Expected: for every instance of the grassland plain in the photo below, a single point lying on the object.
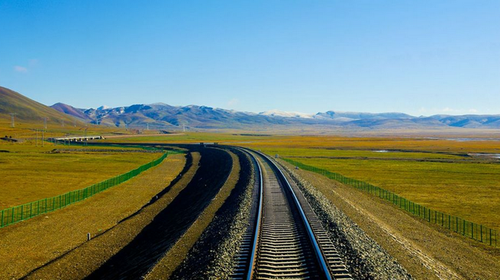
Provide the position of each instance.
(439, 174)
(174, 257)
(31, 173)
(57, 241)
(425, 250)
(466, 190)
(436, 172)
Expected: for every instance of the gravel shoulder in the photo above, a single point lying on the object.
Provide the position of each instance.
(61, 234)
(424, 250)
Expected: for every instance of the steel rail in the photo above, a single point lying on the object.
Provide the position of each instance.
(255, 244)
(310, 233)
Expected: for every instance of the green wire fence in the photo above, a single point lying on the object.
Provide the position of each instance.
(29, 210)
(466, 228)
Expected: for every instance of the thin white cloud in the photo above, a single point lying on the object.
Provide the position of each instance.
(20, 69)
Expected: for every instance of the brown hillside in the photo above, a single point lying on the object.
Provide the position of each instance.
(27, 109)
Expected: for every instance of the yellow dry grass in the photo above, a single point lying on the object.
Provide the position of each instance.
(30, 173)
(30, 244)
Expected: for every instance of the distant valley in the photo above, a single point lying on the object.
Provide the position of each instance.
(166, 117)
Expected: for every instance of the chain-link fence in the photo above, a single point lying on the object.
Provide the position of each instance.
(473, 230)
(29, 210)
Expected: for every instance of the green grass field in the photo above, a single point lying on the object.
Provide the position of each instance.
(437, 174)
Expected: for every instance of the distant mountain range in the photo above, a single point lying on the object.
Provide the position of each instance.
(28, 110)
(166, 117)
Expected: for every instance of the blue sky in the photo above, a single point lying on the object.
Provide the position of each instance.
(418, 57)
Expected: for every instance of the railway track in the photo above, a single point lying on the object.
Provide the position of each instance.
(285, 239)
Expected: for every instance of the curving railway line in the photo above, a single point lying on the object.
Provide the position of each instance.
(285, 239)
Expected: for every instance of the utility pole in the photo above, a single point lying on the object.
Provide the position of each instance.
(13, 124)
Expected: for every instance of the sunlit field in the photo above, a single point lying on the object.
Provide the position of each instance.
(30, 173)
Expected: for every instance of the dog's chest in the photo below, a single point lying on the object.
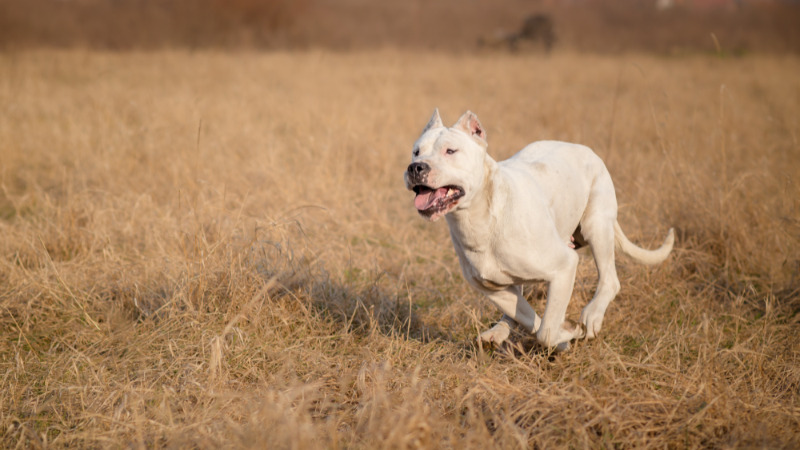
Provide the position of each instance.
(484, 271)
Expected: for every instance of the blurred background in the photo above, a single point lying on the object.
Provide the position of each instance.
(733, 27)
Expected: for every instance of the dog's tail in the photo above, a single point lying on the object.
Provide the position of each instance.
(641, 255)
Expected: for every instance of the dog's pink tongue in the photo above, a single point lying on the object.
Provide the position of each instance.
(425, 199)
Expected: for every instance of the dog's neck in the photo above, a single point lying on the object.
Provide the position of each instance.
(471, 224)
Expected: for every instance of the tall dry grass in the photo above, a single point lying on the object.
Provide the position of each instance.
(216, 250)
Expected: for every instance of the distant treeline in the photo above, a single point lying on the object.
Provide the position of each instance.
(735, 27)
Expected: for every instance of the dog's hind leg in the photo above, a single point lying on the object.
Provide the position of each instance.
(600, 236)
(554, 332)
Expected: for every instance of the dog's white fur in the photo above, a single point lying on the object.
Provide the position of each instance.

+ + + + +

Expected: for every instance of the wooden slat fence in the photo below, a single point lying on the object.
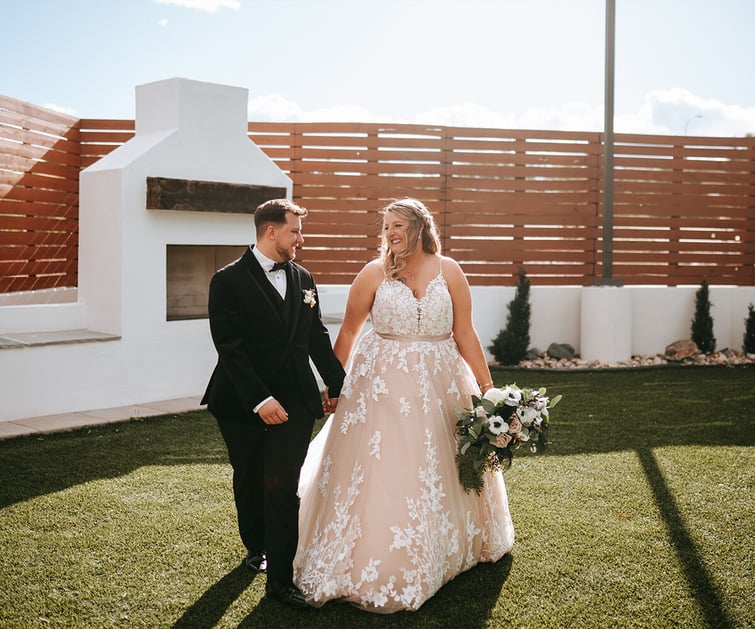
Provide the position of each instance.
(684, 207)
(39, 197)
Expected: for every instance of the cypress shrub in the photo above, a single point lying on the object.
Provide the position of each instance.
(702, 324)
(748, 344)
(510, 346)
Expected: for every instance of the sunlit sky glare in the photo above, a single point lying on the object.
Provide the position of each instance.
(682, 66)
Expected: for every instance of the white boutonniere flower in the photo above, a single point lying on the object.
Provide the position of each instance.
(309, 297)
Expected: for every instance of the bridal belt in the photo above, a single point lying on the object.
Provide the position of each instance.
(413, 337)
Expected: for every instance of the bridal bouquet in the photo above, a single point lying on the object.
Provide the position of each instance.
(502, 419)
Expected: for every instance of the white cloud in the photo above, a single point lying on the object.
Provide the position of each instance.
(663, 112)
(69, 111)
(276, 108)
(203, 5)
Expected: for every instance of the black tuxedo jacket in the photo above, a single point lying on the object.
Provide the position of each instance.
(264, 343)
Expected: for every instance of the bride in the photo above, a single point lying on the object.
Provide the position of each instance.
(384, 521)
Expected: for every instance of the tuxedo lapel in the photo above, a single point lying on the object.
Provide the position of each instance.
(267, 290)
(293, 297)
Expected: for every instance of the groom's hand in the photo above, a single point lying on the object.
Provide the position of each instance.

+ + + + +

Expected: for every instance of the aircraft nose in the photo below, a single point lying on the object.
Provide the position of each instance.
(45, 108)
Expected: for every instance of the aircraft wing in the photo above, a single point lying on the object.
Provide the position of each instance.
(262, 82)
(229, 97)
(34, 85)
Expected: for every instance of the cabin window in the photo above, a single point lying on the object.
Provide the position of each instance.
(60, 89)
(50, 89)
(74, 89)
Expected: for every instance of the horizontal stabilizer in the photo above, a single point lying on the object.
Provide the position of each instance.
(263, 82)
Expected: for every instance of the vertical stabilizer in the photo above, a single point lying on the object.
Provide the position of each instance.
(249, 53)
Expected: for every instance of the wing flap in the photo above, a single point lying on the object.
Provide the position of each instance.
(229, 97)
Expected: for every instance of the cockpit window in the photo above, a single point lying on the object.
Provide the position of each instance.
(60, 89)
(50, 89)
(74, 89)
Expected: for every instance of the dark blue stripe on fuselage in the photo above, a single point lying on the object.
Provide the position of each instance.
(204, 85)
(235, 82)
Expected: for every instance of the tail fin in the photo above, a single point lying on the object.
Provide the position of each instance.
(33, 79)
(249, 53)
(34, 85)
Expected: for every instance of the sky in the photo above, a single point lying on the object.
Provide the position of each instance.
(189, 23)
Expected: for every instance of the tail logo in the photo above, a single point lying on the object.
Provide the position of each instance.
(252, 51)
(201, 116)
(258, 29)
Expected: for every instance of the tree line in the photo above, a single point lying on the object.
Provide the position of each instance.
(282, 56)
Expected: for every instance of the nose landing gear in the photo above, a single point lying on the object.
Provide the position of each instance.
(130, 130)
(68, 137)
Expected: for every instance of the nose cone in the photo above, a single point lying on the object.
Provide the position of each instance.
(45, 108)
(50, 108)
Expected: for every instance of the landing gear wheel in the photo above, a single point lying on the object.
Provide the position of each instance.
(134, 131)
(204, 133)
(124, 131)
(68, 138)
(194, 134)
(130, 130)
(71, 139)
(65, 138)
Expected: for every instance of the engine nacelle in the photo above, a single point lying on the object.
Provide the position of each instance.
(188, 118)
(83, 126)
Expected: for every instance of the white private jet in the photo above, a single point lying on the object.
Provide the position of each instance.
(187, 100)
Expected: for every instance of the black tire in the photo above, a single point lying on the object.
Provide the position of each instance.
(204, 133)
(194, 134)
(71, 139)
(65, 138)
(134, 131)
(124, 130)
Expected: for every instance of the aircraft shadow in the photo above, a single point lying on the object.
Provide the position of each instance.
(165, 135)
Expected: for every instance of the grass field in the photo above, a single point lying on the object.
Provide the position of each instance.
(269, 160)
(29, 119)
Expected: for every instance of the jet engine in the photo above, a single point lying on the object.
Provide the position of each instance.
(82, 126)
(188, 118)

+ + + + +

### Aim of the exercise
Show each line of the entries above that contains the string "railway". Case counts, so only lines with that exact capitalization qualify.

### Response for this exercise
Expected: for every instance of the railway track in the photo above, a single point lying on the object.
Expected: for every instance of the curving railway line in the photo above, a single point lying on the object.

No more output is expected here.